* begin *

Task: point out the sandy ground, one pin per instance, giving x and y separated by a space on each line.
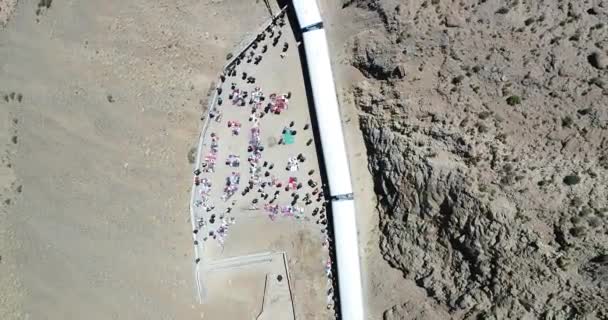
95 195
253 231
383 285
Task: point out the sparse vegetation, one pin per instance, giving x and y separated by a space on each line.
594 222
578 231
484 115
502 10
513 100
45 3
567 122
571 180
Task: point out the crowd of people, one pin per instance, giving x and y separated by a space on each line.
291 189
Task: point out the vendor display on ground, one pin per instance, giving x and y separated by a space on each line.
258 189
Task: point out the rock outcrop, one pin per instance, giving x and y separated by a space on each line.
489 147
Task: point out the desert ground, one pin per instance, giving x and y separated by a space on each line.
477 134
96 178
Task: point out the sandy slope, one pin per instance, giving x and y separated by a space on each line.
110 107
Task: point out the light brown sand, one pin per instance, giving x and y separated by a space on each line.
100 228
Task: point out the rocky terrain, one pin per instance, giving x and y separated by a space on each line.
486 125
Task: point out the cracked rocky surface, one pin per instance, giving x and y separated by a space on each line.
486 126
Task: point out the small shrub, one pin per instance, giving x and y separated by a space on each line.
594 222
484 115
571 180
502 10
576 202
457 80
578 231
482 128
513 100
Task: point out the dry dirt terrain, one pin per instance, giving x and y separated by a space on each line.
486 130
477 130
99 107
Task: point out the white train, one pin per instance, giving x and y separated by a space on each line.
335 158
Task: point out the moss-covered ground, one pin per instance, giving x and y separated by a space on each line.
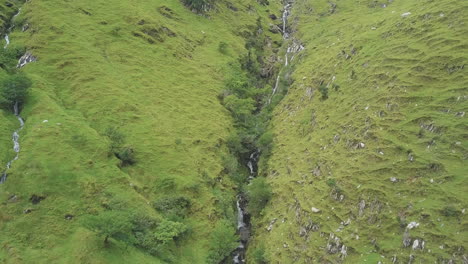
153 70
387 146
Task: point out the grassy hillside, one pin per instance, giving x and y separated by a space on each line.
147 71
7 10
371 136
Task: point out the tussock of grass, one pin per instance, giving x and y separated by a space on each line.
402 93
153 70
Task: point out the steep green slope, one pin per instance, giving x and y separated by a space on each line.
151 70
7 10
371 136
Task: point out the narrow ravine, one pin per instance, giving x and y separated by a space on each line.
243 218
16 110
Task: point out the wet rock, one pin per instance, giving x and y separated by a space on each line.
35 199
244 233
274 29
406 239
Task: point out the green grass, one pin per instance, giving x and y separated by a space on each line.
152 69
401 75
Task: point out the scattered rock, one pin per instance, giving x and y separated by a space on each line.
360 145
302 231
270 226
13 198
406 14
35 199
25 59
410 157
412 225
69 217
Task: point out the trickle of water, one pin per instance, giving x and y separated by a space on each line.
242 226
7 38
16 111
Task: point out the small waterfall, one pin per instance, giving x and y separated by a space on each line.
293 47
16 111
16 145
243 219
7 37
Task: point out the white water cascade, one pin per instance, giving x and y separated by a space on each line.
16 145
16 111
292 49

* end *

• Brief: Write out every line above word for word, including all the points, and leave the pictures out.

• Exercise solution:
Task: point out the sandy ground, one pin per instance, giving x and y separated by a space on each line.
95 195
253 231
383 285
Task: point out the sparse vegetation, one pin per instance, giving x and y separated by a space on each line.
594 222
578 231
484 115
502 10
513 100
45 3
567 122
571 180
Task: point out the crowd of people, one pin per instance, giving x and y separated by a space on each line.
291 189
Task: point out the vendor display on ground, one pin per instance, giving x and y separated by a space on each line.
258 189
Task: point out the rock outcrop, one pin per instance, giving x and y separated by a space on each line.
489 147
Task: point out the desert ground, one pin per instance, giving x and y separated by a space on each line.
477 134
96 178
Task: point out the sandy slope, one pin per instance, giving x and y separated by a space on each line.
110 107
Task: point out the light brown sand, one pin per instance, giving x and y separated by a space on each line.
100 228
Task: point out the rocky terrain, one pin per instance, giving x and y separated by a space on each line.
486 125
Task: point out the cracked rocky surface, one pin per instance, giving x and y separated by a space on each line.
486 126
Task: point out the small shrub, one pin per instance, giving x and y separated by a space on each line.
594 222
484 115
571 180
502 10
576 202
457 80
578 231
482 128
513 100
Task: point out the dry dirt terrain, one pin per instance, giving x and y separated by a space on each line.
486 130
477 130
99 107
Task: point out the white train, one pin per instance, giving x and y separated by a space on each line.
335 158
Task: point out the moss-covered ground, one pin per instance, giving x and y separated by a space on each line.
153 70
387 146
Task: point out the grassy hillside, one pin per instance, giving x and y separated by a space on each line.
147 71
7 10
371 136
Task: point out the tussock of grass, one pin per instance, giving x and y separated by a space on each line.
402 93
153 70
Task: point out the steep green slope, one pin per instance, giving x and y separated by a space on each line.
151 70
7 10
371 136
Task: point out the narrow ravine, one pin per instance, giving x and y separated by a space on each line.
243 218
16 110
Task: point out the wet rock, one pin per instance, giving x and y separated by a space on each line.
35 199
244 233
274 29
406 239
Task: point out the green grass, one pin per instance, giving x and y separated by a space on each line.
152 69
401 75
Task: point out the scattered rock, one pin per instance, giving x and y separated by a space on each line.
360 145
302 231
270 226
13 198
406 14
35 199
25 59
410 157
412 225
69 217
Task: point out the trickle of water, one pin per instance, giving x and y separated by a space on each line.
242 226
7 38
16 111
Task: point out the small waterfall, one pin per instance, giving x and y separated by a space on each line.
293 47
16 111
16 145
243 219
7 37
Task: point out the white water cascade, one pin per instance, giving x and y separated by a space on each line.
16 145
16 111
292 49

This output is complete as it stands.